Work required
Word for word, output the data, with none of its pictures.

Saved entries
----------
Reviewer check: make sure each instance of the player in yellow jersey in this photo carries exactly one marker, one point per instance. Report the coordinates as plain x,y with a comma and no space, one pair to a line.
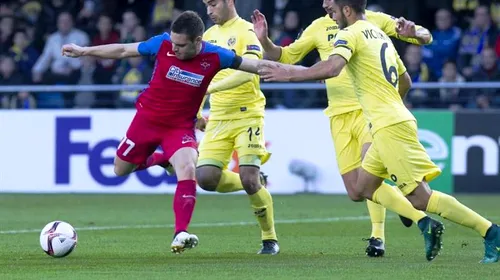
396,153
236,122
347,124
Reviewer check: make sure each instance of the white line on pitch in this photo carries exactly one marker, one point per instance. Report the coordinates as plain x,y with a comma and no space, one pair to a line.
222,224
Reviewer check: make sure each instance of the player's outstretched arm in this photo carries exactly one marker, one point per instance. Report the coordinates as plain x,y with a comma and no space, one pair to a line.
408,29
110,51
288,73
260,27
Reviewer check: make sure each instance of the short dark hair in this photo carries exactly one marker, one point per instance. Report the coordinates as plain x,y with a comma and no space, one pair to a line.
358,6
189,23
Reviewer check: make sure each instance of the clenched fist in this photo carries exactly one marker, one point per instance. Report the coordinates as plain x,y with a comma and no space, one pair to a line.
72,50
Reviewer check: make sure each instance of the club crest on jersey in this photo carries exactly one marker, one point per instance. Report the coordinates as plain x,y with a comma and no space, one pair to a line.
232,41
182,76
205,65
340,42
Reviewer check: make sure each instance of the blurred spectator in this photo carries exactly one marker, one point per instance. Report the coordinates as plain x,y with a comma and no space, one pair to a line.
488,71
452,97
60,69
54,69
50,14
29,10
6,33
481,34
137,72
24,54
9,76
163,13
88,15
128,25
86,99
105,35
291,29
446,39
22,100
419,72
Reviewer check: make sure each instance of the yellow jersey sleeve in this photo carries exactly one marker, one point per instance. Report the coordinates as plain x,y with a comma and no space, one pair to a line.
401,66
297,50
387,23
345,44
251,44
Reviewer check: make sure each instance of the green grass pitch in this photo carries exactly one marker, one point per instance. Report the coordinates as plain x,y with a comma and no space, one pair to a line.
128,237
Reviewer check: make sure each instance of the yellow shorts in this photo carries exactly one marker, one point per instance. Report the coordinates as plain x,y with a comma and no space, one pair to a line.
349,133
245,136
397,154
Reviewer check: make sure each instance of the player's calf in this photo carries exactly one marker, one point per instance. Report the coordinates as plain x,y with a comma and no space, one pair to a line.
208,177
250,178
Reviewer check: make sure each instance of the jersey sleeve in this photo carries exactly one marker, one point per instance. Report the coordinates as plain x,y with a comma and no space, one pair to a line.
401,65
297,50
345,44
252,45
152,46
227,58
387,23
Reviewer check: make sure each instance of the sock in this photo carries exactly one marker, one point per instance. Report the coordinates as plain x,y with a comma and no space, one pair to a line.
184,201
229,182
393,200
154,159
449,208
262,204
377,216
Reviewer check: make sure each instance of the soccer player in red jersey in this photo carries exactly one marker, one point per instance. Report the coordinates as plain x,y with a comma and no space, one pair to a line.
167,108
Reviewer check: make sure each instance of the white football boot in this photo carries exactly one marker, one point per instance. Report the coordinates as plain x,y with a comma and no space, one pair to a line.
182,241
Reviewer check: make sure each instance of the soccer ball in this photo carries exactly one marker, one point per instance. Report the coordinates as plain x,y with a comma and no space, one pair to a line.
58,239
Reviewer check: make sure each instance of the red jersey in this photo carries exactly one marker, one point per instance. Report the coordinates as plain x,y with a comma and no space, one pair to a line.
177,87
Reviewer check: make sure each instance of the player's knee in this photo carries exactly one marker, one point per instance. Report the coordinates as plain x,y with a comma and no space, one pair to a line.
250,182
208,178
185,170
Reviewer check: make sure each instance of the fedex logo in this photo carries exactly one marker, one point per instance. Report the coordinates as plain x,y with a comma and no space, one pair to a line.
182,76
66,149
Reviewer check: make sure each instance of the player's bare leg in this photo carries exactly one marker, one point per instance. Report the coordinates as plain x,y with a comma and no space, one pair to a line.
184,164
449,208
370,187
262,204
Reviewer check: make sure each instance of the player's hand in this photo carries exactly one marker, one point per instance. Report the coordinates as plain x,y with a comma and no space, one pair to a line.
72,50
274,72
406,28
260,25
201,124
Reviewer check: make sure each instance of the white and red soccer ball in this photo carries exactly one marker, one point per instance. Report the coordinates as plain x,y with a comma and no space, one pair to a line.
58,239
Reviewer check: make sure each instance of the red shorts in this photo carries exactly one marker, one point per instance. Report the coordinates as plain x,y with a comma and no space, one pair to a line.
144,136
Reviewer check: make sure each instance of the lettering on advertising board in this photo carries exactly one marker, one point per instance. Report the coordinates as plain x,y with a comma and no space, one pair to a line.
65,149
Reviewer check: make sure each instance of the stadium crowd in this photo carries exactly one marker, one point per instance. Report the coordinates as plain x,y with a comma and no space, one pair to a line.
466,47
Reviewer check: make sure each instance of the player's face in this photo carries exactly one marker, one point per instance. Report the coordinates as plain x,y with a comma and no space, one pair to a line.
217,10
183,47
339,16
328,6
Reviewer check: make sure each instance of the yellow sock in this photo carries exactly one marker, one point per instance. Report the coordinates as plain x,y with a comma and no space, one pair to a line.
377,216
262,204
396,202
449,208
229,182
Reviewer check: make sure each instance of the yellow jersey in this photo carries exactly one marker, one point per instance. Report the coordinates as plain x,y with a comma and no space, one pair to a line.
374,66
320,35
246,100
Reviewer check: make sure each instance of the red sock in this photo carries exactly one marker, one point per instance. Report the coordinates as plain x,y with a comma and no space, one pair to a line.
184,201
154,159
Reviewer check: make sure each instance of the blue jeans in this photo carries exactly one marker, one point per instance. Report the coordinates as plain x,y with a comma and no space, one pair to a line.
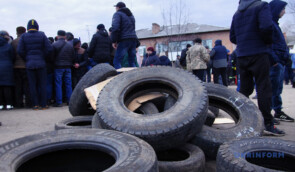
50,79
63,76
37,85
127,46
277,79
----------
Answer to this exercise
Reviewer check: make sure each instance of the player in yellow jersey in this photo carries exactly one marker, one point per instance. Report the coordinates as plain x,y with a comma and no space, one pair to a line.
396,153
236,122
347,124
Reviewer check: make sure each instance of the white line on pitch in this photo carries exactly one marker, one point per instance. Report the coordinates as plain x,y with a comma and no space, one pair to a line.
222,224
Reviewer check: make sure each instance of the player's outstretched arm in this photo carries exactly one marker, one point per instance. Report the coordinates as plain x,y with a comma and no space, one pair to a line.
408,29
110,51
288,73
260,27
Reviewer check: make sure each instance of the short dark hair in this photo carries exactly one marker, one point per instance. Report the coordinates as plain x,y with a comma and no space, one pair to a line.
358,6
189,23
Reviewer check: make sure each instance of the clenched fist in this photo carries exactly one marker, one point per instance. Report the coordinates as plain x,y with a comma and no space, one pair to a line.
72,50
Reviewer check: make sure each instance of the club crest on jersey in this photo carries exactly one marker, one point per instance. Report the coordinates as plain x,y with a comma and no space, one pair to a line.
232,41
182,76
205,65
340,42
Reviewer check: make sure each instance of the blurred spectator in this photo carries exactly one marker, one point per instance. Report the coordinates as plain x,y with a comma and no space, one pair to a line.
488,71
452,97
60,69
54,69
50,14
29,10
6,33
481,34
137,72
24,54
9,76
163,13
88,15
128,25
86,99
105,35
291,29
446,39
22,100
419,72
Reviewer check: make sure each instance of the yellow jersey sleeve in this photo carries exactly one marker, one point per instance. Report the coordinates as plain x,y with a comma and no space, one pair to a line.
401,66
297,50
387,23
345,44
251,44
Reviewer check: make sure each instance of the green grass pitch in this photo carries exactly one marker, one point per instance. Report the coordinates as plain x,y with a comma and no space, one pair to a line.
128,237
Reviewer check: make sure each instance of the yellow shorts in this photo carries exactly one marker, one point per instance. Report the coordinates as plain x,y with a comma and no space, one pair to a line.
349,133
245,136
397,154
Reviewer check: make sure each instance of the player's calf in this photo carries exactly one marker, one point per instance. Report the coordinates as plain x,y with a comma and no space, one pair to a line.
208,177
250,178
Reviewer check: make sure each instance of the jersey sleeve in this photo carries exactly one marker, one point per instance. Report the coordinates as plain x,y with a comma and no space, one pair to a line.
401,65
297,50
345,44
252,45
152,46
227,58
387,23
Reviewer check: make sure each instance of the sock in this photo carries exactly one marker, one point per instance. Report the coordinates as plain x,y with a comma and no space, one pair to a line.
184,201
229,182
393,200
154,159
449,208
262,204
377,216
Reviewer check: make sure each instance of the soccer player in red jersey in this photo carries exactly one marker, one point per instance. Report the coordinates as plain x,y with a comma and no space, one pair to a line.
167,108
Reviewer check: make sure each instance of the white football boot in this photo carries exactly one marker, one point per instance. Report the coordinates as plain x,y with a comma and no space, one pair to a line.
182,241
Reviewer check: make sure each instance of the soccer ball in this photo carries exactly one marker, one point per instance. Report the coordinates as plain x,y with a comma and no space, one pair to a line.
58,239
Reviewer check: make sure each instance of the red jersey in this photo carries exactly one marker, one point per instance. Report the coordinates as plain x,y with a comma and no space, one pair to a line.
177,87
Reviewer check: make sure each instance of the player's knee in this photo carries exactly one marker, one point per instance. Report the coordinates as plain x,y with a comma and no space, one pair to a line.
250,182
208,178
185,170
Reviewer check: make sure each instance of the fedex logo in this photo carries exactly one marker, one point per instance. Report the coordinates as plain x,y with a comma and no space, one pair to a line.
182,76
66,149
Reviewer check: make sure each instance of the player's bare leg in this photo carries exactly one marker, one point per instance. Report the coordinates as plain x,y with a comma and no space, one pair to a line.
184,164
449,208
370,187
262,204
Reviewer check: make sure each instance of the player's hand in this photo carries exactly one marker, one point per instance. Report the coordinates as plain x,y with a comma and no space, one pair to a line.
72,50
274,72
406,28
260,25
201,124
Reviewer check: make sure each instance of the white and red soccer ball in this photo carries exactly one marker, one point per instance. Report the coordinates as plain x,y with a comma and no space, one pair to a line.
58,239
Reviewer check: make sure each instance of the red shorts in this photo carries exactly one marker, one point per instance. Report the coordinates as plain x,y with a comma and no space, one pair to a line.
144,136
Reviewer check: make sure each instance of the lettering on advertising board in this photo carries exactly one marker, one point per instance. Report the coordinates as plain x,y with a comma and no space, one pair to a line.
65,149
Reviewer check: make sure each instance of the stadium crowd in this photo carries exactly one marker, one point per instance. Report the coordinates as plain x,y with a comma and no space, one pair to a line.
466,47
Reviewer check: make sure each instance of the player's face in this photo carries exactly one marker, one point per instance. Report the coordinates as plain x,y with a comma and no space, one pair to a line.
217,10
183,47
339,16
328,6
Reviewer check: make sure each instance of the yellow sock in this photo carries exactly one marker, one point per instance. Report the coordinates as plain x,y with a comma and no space, one pair to a line.
377,216
262,204
396,202
449,208
229,182
Reviewer check: make sure each instance of the yellow jersey in this photo carries exactly one marker, one point per instance. Report the coordinates as plain x,y with a comma and no space, one pair to a line.
374,66
320,35
246,100
Reviewer check: make sure each instance of the red sock in this photo carries exactly one marker, one point per instance. Report the coordinates as plain x,y with a comma and no space, one pair to a line.
184,201
154,159
Reviewer check: make sure each instance of the blue jeans in this photo carries exactly one marker, one point per instance. Report the coordinates as plain x,y with a comma and no space, one pair to a line.
50,79
63,76
37,85
127,46
277,79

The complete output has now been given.